• [WHAT IS ASKED]: Rewrite every line of the records below as a numbered list, omitting any blank lines.

• [MATERIAL SHOWN]:
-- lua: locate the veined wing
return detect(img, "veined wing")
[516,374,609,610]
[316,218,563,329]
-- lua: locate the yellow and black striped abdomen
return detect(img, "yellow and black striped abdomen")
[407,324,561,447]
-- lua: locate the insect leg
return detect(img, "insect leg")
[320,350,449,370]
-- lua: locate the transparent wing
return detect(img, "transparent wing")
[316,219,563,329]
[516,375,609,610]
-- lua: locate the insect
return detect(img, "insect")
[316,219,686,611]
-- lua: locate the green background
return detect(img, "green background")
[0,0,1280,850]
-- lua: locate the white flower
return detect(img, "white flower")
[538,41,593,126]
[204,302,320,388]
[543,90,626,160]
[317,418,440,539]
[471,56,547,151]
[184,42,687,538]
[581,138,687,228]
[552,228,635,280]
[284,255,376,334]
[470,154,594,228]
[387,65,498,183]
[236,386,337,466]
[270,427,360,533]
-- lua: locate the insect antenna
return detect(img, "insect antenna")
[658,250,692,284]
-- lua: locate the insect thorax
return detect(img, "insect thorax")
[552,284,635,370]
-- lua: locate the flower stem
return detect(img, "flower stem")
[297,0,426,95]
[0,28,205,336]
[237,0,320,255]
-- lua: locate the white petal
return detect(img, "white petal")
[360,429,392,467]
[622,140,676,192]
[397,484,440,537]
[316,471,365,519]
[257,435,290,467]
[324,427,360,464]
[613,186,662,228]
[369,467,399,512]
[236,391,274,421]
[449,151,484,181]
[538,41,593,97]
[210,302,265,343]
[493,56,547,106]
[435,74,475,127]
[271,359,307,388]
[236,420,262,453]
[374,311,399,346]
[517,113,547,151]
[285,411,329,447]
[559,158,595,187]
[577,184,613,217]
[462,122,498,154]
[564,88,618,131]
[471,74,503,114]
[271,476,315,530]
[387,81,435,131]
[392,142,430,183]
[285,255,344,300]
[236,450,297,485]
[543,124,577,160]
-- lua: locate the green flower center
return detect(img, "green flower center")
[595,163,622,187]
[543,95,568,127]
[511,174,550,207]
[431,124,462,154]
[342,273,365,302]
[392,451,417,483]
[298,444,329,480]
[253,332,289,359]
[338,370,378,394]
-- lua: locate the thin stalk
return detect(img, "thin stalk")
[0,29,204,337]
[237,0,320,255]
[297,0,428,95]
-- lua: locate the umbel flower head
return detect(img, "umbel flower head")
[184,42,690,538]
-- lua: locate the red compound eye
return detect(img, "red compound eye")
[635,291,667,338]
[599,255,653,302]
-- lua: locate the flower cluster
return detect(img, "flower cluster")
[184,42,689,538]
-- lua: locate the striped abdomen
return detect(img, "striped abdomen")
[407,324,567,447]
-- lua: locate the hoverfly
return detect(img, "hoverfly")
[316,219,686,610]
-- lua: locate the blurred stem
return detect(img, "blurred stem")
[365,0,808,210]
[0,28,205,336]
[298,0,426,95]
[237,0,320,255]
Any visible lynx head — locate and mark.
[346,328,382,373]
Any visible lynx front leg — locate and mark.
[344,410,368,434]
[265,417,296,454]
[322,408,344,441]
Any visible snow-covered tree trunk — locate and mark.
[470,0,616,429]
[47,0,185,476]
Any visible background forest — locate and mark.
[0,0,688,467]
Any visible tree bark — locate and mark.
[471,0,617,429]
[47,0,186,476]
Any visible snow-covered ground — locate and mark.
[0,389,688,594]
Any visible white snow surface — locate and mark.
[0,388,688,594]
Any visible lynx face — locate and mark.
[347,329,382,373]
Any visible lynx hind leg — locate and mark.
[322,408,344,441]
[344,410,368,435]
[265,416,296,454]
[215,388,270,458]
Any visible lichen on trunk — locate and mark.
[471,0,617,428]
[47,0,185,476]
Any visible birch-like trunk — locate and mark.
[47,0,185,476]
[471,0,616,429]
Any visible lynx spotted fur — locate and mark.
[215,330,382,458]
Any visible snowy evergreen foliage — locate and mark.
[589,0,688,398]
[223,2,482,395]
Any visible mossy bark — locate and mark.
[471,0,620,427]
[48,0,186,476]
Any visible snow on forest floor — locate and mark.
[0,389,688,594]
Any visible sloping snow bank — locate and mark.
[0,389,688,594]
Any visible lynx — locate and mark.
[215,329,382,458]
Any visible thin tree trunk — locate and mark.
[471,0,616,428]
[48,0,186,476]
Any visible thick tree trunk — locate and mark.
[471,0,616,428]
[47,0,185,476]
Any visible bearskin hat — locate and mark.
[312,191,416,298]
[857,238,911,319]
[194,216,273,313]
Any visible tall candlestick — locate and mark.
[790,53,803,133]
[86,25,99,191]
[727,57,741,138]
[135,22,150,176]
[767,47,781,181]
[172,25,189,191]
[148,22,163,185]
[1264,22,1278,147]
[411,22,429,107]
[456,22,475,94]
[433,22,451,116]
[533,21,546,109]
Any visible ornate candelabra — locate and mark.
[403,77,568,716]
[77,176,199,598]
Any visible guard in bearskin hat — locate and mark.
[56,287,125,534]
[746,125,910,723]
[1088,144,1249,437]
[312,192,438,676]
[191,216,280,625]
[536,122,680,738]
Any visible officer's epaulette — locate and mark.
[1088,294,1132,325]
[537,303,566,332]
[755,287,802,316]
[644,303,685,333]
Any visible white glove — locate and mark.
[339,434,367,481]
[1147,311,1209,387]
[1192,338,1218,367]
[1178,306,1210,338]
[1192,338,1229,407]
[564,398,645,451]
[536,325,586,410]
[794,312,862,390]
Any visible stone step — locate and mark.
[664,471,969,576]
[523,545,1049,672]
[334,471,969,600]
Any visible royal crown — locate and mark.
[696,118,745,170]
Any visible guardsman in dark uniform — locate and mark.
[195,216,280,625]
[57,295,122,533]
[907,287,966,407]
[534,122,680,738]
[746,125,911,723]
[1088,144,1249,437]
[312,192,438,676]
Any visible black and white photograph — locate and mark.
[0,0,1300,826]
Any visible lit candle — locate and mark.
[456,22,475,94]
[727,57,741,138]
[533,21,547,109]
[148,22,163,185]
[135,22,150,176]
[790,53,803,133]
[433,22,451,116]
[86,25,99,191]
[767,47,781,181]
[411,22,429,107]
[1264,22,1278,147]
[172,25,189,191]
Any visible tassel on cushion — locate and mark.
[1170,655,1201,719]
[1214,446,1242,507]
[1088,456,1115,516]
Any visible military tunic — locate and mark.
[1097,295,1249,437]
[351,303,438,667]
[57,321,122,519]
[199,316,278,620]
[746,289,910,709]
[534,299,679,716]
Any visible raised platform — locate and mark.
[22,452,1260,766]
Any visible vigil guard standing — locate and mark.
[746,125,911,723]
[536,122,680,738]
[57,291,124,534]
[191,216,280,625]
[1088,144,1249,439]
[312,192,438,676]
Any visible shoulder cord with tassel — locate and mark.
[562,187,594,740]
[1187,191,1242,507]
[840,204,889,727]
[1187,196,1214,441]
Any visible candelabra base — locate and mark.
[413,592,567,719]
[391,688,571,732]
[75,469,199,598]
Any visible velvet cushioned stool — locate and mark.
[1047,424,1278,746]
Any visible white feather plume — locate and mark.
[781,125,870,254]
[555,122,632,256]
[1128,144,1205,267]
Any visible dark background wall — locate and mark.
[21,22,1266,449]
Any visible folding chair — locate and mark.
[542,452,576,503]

• [RESPONSE TO THIS EXERCISE]:
1. -- lua: locate the veined wing
2. return detect(img, "veined wing")
3. [516,374,609,610]
4. [316,218,563,329]
5. -- lua: locate the yellow and black striped abdomen
6. return detect(img, "yellow and black striped abdomen")
7. [407,324,561,447]
8. -- lua: locate the insect leg
9. return detect(img, "insect leg")
10. [320,350,449,370]
11. -- lua: locate the transparent wing
12. return detect(img, "transparent wing")
13. [316,219,563,329]
14. [516,375,609,610]
15. -- lua: locate the insect
16. return detect(img, "insect")
17. [316,219,686,611]
18. -- lua: locate the green background
19. return detect(img, "green background")
20. [0,0,1280,850]
21. -- lua: locate the white flower
22. return detect(img, "white flower")
23. [538,41,593,126]
24. [204,302,320,388]
25. [543,90,626,160]
26. [317,418,440,539]
27. [471,56,547,151]
28. [184,42,687,538]
29. [581,138,687,228]
30. [552,228,635,280]
31. [284,255,376,334]
32. [470,154,594,228]
33. [387,65,498,183]
34. [236,386,337,466]
35. [270,427,360,533]
36. -- lua: locate the insect antenna
37. return detect(img, "insect antenna")
38. [658,250,692,284]
39. -- lua: locate the insect thorax
40. return detect(img, "insect thorax")
41. [552,284,635,370]
42. -- lua: locate the flower stem
43. return detect(img, "flower stem")
44. [297,0,426,95]
45. [0,28,205,336]
46. [237,0,320,255]
47. -- lua: locate the white petal
48. return detect(img, "white petal")
49. [360,429,392,467]
50. [622,140,676,192]
51. [397,484,440,537]
52. [316,471,365,519]
53. [257,435,290,467]
54. [324,427,360,464]
55. [613,186,662,228]
56. [369,467,399,512]
57. [236,391,274,421]
58. [449,151,484,181]
59. [538,41,593,97]
60. [210,302,265,343]
61. [493,56,547,106]
62. [435,74,475,127]
63. [271,359,307,388]
64. [236,420,262,453]
65. [374,311,399,346]
66. [517,113,547,151]
67. [285,411,329,447]
68. [559,158,595,187]
69. [577,184,613,217]
70. [462,122,498,154]
71. [564,88,618,131]
72. [471,74,503,114]
73. [271,476,315,530]
74. [387,81,435,131]
75. [392,142,430,183]
76. [285,255,344,300]
77. [236,450,297,485]
78. [543,124,577,160]
79. -- lua: locate the green flower center
80. return detect(img, "green flower center")
81. [595,163,622,187]
82. [543,95,568,127]
83. [511,174,550,207]
84. [431,124,462,154]
85. [342,273,365,302]
86. [392,451,417,483]
87. [298,444,329,480]
88. [253,332,289,359]
89. [338,370,378,394]
90. -- lua: locate the thin stalk
91. return detect(img, "thin stalk")
92. [0,29,204,337]
93. [237,0,320,255]
94. [297,0,428,95]
95. -- lua: locate the umbel flower head
96. return detect(img, "umbel flower head")
97. [184,42,690,538]
98. -- lua: locate the red compound eye
99. return detect(img, "red compound eye")
100. [635,291,667,338]
101. [599,255,653,302]
102. -- lua: locate the flower cluster
103. return detect(img, "flower cluster")
104. [184,42,689,538]
105. -- lua: locate the striped abdomen
106. return detect(img, "striped abdomen")
107. [407,324,567,447]
108. -- lua: locate the hoverfly
109. return detect(img, "hoverfly")
110. [316,219,686,610]
111. -- lua: locate the blurred stem
112. return detect(img, "blurred stem")
113. [365,0,808,210]
114. [0,28,205,336]
115. [298,0,426,95]
116. [237,0,320,255]
117. Any visible lynx head — locate and mark.
118. [346,328,382,373]
119. Any visible lynx front leg — locate and mark.
120. [344,410,368,434]
121. [265,417,296,454]
122. [322,408,344,441]
123. Any visible snow-covered tree trunk — locate and mark.
124. [470,0,616,429]
125. [47,0,185,476]
126. Any visible background forest — locate and mark.
127. [0,0,688,467]
128. Any visible tree bark — locate and mark.
129. [471,0,617,429]
130. [47,0,186,476]
131. Any visible snow-covered ground — locate and mark.
132. [0,389,688,594]
133. Any visible white snow surface — locate and mark.
134. [0,388,688,594]
135. Any visible lynx face — locate and mark.
136. [347,329,382,373]
137. Any visible lynx hind leg — locate and mark.
138. [322,408,344,441]
139. [344,410,368,435]
140. [265,416,296,454]
141. [215,388,270,458]
142. Any visible lichen on trunk — locate and mark.
143. [471,0,617,428]
144. [47,0,185,476]
145. Any visible birch-like trunk — locate and mark.
146. [47,0,185,476]
147. [471,0,616,429]
148. Any visible lynx spotted fur — locate and mark.
149. [215,330,382,458]
150. Any visible snowy evergreen foliage — locate and mark.
151. [589,0,688,398]
152. [223,2,482,395]
153. Any visible mossy bark — locate and mark.
154. [471,0,620,427]
155. [48,0,186,476]
156. Any visible snow on forest floor — locate and mark.
157. [0,389,688,594]
158. Any visible sloping snow bank — locate and mark.
159. [0,389,688,594]
160. Any visible lynx — locate and mark.
161. [215,329,382,458]
162. Any visible thin tree trunk — locate and mark.
163. [471,0,616,428]
164. [48,0,186,476]
165. Any visible thick tree trunk — locate and mark.
166. [471,0,616,428]
167. [47,0,185,476]
168. Any visible bearskin hat — locate and mark.
169. [312,191,416,298]
170. [857,238,911,319]
171. [194,216,273,313]
172. Any visible tall candlestick — locate and mark.
173. [790,53,803,133]
174. [86,25,99,191]
175. [727,57,741,138]
176. [135,22,150,176]
177. [767,47,781,181]
178. [172,25,189,191]
179. [148,22,163,185]
180. [1264,22,1278,147]
181. [411,22,429,107]
182. [456,22,475,94]
183. [433,22,451,116]
184. [533,21,546,109]
185. Any visible ornate candelabra — locate and mark.
186. [403,77,568,716]
187. [77,176,199,598]
188. Any visible guard in bearskin hat — locate and mark.
189. [56,287,125,534]
190. [746,125,910,723]
191. [1088,144,1249,437]
192. [312,192,438,676]
193. [191,216,280,625]
194. [536,122,680,738]
195. Any visible officer's epaulette — locate and mark.
196. [1088,294,1132,325]
197. [537,303,566,332]
198. [755,287,802,316]
199. [644,303,685,333]
200. Any visible white glove — locate and mark.
201. [339,434,367,481]
202. [1147,311,1209,387]
203. [1192,338,1218,367]
204. [1178,306,1210,338]
205. [1192,338,1229,407]
206. [564,398,645,451]
207. [536,325,586,410]
208. [794,312,862,390]
209. Any visible stone step — locate and mark.
210. [664,471,969,576]
211. [523,545,1049,672]
212. [334,471,969,600]
213. Any visible royal crown — locate and mark.
214. [696,118,745,170]
215. Any visible guardsman in dark uniform — locate and mark.
216. [195,216,280,625]
217. [57,295,122,533]
218. [907,287,966,407]
219. [534,122,680,738]
220. [746,125,911,723]
221. [1088,144,1249,437]
222. [312,192,438,676]
223. Any visible black and white photograph — locate and mark.
224. [0,0,1300,826]
225. Any visible lit candle — locate and mark.
226. [456,22,475,94]
227. [727,57,741,138]
228. [533,21,547,109]
229. [148,22,163,185]
230. [135,22,150,176]
231. [790,53,803,133]
232. [433,22,451,116]
233. [86,25,99,191]
234. [767,47,781,181]
235. [411,22,429,107]
236. [1264,22,1278,147]
237. [172,25,189,191]
238. Any visible tassel on cushion — locate and mark.
239. [1170,655,1201,719]
240. [1214,446,1242,507]
241. [1088,456,1115,516]
242. Any visible military tunic — locate and mark.
243. [1097,295,1249,437]
244. [351,303,438,667]
245. [57,321,122,519]
246. [199,316,278,620]
247. [746,289,910,709]
248. [534,299,679,716]
249. Any visible raised platform — locate and mark.
250. [22,452,1260,766]
251. Any visible vigil guard standing — locate and mark.
252. [746,125,911,723]
253. [536,122,680,738]
254. [57,291,124,534]
255. [191,216,280,625]
256. [1088,144,1249,439]
257. [312,192,438,676]
258. Any visible shoulder cord with tassel — locate and mark.
259. [562,187,594,740]
260. [1187,191,1242,507]
261. [840,204,889,727]
262. [1187,196,1214,441]
263. Any visible candelabra base — locate and mark.
264. [413,592,567,719]
265. [391,688,571,732]
266. [75,469,199,598]
267. Any visible velvet cushioned stool — locate and mark.
268. [1047,424,1278,746]
269. Any visible white feather plume — locate and mark.
270. [781,125,870,254]
271. [555,122,632,256]
272. [1128,144,1205,267]
273. Any visible dark background wall — locate and mark.
274. [21,22,1266,449]
275. Any visible folding chair — locate and mark.
276. [542,452,576,503]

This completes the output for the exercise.